(Record extracts Opens)

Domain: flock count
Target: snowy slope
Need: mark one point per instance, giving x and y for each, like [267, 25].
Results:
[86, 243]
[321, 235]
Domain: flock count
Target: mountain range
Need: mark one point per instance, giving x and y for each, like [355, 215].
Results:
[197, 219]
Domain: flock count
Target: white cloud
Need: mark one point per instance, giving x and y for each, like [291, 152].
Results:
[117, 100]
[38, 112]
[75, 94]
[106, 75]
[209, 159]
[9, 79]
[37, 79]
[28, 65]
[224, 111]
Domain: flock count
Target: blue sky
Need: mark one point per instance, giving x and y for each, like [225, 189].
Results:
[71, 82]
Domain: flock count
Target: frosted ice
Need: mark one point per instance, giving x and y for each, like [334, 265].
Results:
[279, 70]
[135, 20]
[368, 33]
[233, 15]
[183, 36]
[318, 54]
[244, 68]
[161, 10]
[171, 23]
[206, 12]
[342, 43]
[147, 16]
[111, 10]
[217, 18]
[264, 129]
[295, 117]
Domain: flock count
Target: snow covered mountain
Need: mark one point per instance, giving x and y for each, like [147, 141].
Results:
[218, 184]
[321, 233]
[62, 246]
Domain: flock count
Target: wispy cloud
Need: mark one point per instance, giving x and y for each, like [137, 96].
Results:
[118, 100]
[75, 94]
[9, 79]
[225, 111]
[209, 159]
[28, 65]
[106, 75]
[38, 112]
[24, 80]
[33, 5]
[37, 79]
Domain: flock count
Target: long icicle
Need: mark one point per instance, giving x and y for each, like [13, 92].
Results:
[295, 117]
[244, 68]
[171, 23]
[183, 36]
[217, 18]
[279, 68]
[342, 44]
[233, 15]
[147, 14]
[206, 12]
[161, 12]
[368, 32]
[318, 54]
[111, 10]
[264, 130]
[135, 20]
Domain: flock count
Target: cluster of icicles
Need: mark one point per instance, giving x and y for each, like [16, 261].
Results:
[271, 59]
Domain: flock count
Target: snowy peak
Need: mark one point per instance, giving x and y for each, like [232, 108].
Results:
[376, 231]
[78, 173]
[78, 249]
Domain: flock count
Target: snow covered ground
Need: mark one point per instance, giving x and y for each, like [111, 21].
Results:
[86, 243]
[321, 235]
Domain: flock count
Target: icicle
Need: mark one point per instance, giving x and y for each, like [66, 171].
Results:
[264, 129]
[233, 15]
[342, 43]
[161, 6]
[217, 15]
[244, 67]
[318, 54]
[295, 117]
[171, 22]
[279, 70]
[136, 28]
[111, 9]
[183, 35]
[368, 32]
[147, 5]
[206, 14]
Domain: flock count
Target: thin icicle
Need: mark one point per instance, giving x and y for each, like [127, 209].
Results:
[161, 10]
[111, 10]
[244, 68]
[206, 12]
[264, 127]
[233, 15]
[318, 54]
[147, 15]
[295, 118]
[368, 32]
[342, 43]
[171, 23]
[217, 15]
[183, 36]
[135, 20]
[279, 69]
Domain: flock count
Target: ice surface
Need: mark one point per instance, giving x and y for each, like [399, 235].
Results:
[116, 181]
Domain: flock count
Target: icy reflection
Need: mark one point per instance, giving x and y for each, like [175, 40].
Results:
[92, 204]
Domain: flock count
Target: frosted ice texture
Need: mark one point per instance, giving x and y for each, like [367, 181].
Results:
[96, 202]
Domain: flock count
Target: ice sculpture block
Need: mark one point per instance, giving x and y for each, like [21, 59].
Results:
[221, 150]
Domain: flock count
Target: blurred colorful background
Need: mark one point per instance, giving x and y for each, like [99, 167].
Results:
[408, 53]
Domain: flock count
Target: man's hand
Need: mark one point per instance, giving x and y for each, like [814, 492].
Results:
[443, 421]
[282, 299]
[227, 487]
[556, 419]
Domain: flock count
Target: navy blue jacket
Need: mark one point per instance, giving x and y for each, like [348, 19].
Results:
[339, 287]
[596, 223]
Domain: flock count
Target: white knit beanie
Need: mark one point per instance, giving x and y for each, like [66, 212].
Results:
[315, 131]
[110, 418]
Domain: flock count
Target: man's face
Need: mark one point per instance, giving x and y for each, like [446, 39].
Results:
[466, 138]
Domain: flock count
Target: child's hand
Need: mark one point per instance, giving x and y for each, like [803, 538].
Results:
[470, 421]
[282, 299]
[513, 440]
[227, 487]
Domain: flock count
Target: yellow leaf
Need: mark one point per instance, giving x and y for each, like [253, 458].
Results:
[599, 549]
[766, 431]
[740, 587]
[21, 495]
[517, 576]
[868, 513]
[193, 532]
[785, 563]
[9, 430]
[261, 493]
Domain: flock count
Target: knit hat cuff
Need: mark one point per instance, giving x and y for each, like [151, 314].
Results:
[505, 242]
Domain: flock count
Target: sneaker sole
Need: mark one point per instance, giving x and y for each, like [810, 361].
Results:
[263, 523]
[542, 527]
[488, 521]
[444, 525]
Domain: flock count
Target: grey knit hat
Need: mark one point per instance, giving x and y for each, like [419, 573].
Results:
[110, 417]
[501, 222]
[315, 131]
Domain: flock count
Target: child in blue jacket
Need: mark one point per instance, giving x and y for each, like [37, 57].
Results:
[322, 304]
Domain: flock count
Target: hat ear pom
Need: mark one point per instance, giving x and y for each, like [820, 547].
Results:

(Record extracts Closes)

### What you have to do
Find where the line with "like [21, 59]." sits in the material above, then copy exactly from it through the line with "like [419, 573].". Add no other line.

### Written solution
Need: mark one point per instance, giving x and y for each, like [21, 59].
Results:
[221, 150]
Domain: flock count
Target: blurred colorful background
Need: mark one point per instance, giving x and y for each, like [99, 167].
Results:
[408, 53]
Domain: flock count
Target: man's hand
Need: mark one point per instance, giving x and y for each, like [814, 492].
Results:
[443, 421]
[282, 299]
[227, 487]
[556, 419]
Domain: flock count
Target: navy blue jacket
Need: mark one point per instance, giving x and y for each, like [348, 19].
Results:
[339, 287]
[596, 223]
Domain: flock count
Target: white knit beanie
Need: mark one point per instance, giving x and y for each, like [66, 212].
Results:
[315, 131]
[110, 418]
Domain: flock count
Target: man's face
Need: mark one point per instance, giving x and y for each, like [446, 39].
Results:
[466, 138]
Domain: flock count
Target: child's hand
Need: mark one point per instance, giving x and y for each, like [803, 538].
Results:
[470, 421]
[282, 299]
[513, 440]
[227, 487]
Domain: flock count
Target: yellow leaf
Need: mark one point per instance, giving x and y for each, like [253, 458].
Results:
[599, 549]
[766, 431]
[740, 587]
[21, 495]
[517, 576]
[868, 513]
[193, 532]
[785, 563]
[9, 430]
[261, 493]
Domain: flock count
Target: knit hat cuff
Need: mark one point per instance, giving x and y for each, like [151, 314].
Results:
[505, 242]
Domain: flock count
Target: sneaker sole
Need: mark one point per instance, giving x and y for each, like [810, 361].
Results:
[263, 523]
[542, 527]
[488, 521]
[444, 525]
Domain: flock count
Target: grey knit hat
Need: mark one point per instance, giving x and y for each, like [419, 573].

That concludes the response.